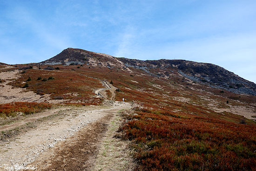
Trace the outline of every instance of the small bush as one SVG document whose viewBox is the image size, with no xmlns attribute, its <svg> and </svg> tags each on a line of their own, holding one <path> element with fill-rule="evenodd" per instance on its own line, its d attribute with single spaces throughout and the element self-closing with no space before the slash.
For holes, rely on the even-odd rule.
<svg viewBox="0 0 256 171">
<path fill-rule="evenodd" d="M 33 68 L 33 67 L 32 66 L 24 66 L 19 68 L 19 70 L 25 70 L 28 69 L 32 69 L 32 68 Z"/>
<path fill-rule="evenodd" d="M 246 124 L 246 123 L 245 122 L 245 121 L 244 119 L 241 119 L 240 121 L 240 124 Z"/>
<path fill-rule="evenodd" d="M 45 91 L 42 89 L 37 89 L 36 90 L 36 93 L 41 96 L 42 96 L 43 95 L 44 95 L 45 93 Z"/>
<path fill-rule="evenodd" d="M 51 66 L 47 66 L 47 67 L 44 68 L 44 69 L 45 70 L 54 70 L 54 68 Z"/>
<path fill-rule="evenodd" d="M 53 99 L 55 100 L 61 100 L 64 99 L 64 97 L 63 96 L 57 96 L 54 97 Z"/>
<path fill-rule="evenodd" d="M 28 86 L 28 83 L 26 83 L 25 85 L 23 86 L 22 87 L 22 88 L 26 88 L 26 87 L 27 87 Z"/>
<path fill-rule="evenodd" d="M 28 77 L 28 79 L 26 81 L 30 81 L 31 80 L 31 78 L 30 77 Z"/>
</svg>

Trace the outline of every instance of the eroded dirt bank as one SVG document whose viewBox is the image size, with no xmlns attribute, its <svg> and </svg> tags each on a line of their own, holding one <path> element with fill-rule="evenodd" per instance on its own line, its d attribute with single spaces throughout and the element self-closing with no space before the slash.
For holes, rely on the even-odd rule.
<svg viewBox="0 0 256 171">
<path fill-rule="evenodd" d="M 3 164 L 35 166 L 38 171 L 90 170 L 109 121 L 115 113 L 130 107 L 115 103 L 108 107 L 64 110 L 65 116 L 1 142 L 0 170 L 5 170 Z"/>
</svg>

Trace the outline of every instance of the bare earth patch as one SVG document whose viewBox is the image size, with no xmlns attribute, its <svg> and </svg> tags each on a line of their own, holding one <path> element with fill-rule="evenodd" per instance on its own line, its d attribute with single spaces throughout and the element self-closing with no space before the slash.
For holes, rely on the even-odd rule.
<svg viewBox="0 0 256 171">
<path fill-rule="evenodd" d="M 115 103 L 107 108 L 64 108 L 56 118 L 0 143 L 0 170 L 3 164 L 19 164 L 38 171 L 90 171 L 109 121 L 115 112 L 130 107 Z"/>
<path fill-rule="evenodd" d="M 25 88 L 13 87 L 7 85 L 13 79 L 17 79 L 20 77 L 19 72 L 18 70 L 15 70 L 0 73 L 0 78 L 6 81 L 0 83 L 0 86 L 2 86 L 0 89 L 0 104 L 19 101 L 38 103 L 48 102 L 51 103 L 64 102 L 63 100 L 51 99 L 49 94 L 41 96 L 33 92 L 26 91 Z"/>
</svg>

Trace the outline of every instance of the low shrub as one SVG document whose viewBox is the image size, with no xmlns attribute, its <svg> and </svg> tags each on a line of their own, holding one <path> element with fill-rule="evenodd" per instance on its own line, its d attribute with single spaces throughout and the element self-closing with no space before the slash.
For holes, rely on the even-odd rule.
<svg viewBox="0 0 256 171">
<path fill-rule="evenodd" d="M 52 106 L 52 104 L 35 102 L 13 102 L 0 104 L 0 117 L 15 117 L 17 112 L 20 112 L 27 115 L 50 109 Z"/>
<path fill-rule="evenodd" d="M 132 141 L 136 170 L 256 169 L 253 126 L 202 117 L 170 117 L 174 113 L 142 107 L 133 111 L 129 117 L 123 115 L 125 121 L 119 131 L 122 138 Z"/>
<path fill-rule="evenodd" d="M 54 68 L 53 68 L 51 66 L 47 66 L 47 67 L 45 67 L 44 68 L 44 70 L 54 70 Z"/>
<path fill-rule="evenodd" d="M 27 87 L 29 86 L 28 83 L 26 83 L 25 85 L 24 85 L 22 88 L 26 88 Z"/>
<path fill-rule="evenodd" d="M 31 80 L 31 78 L 30 77 L 28 77 L 28 79 L 26 81 L 30 81 Z"/>
<path fill-rule="evenodd" d="M 63 96 L 57 96 L 54 97 L 53 99 L 55 100 L 61 100 L 64 99 L 64 97 Z"/>
</svg>

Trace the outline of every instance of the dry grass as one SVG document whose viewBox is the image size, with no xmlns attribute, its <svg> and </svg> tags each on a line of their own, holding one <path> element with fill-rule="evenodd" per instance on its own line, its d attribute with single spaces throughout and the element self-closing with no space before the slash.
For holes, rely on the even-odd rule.
<svg viewBox="0 0 256 171">
<path fill-rule="evenodd" d="M 28 115 L 50 109 L 52 104 L 43 103 L 13 102 L 0 104 L 0 117 L 15 117 L 18 112 Z"/>
</svg>

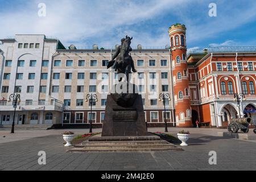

§ **Stated problem**
Replace "small bush" with "young bush" in the data from its beginning through the line that contains "L 47 67 L 44", and give those lines back with everything else unchanged. Leave the pictures out of your answer.

§ **Completed task**
Trace the outline of every instance of the young bush as one SVG document whose viewBox is the image size, with no xmlns attribute, its <svg> and </svg> tags each on a line of their own, holding one <path> element with fill-rule="evenodd" per instance on its own line, its d attribute with single spaces throughout and the element self-closing with no space before the slash.
For holes, rely on the even-odd rule.
<svg viewBox="0 0 256 171">
<path fill-rule="evenodd" d="M 33 68 L 33 67 L 32 66 L 24 66 L 19 68 L 19 70 L 25 70 L 28 69 L 32 69 L 32 68 Z"/>
<path fill-rule="evenodd" d="M 246 124 L 246 123 L 245 122 L 245 121 L 244 119 L 241 119 L 240 121 L 240 124 Z"/>
<path fill-rule="evenodd" d="M 45 91 L 42 89 L 37 89 L 36 90 L 36 93 L 41 96 L 42 96 L 43 95 L 44 95 L 45 93 Z"/>
<path fill-rule="evenodd" d="M 51 66 L 47 66 L 47 67 L 44 68 L 44 69 L 45 70 L 54 70 L 54 68 Z"/>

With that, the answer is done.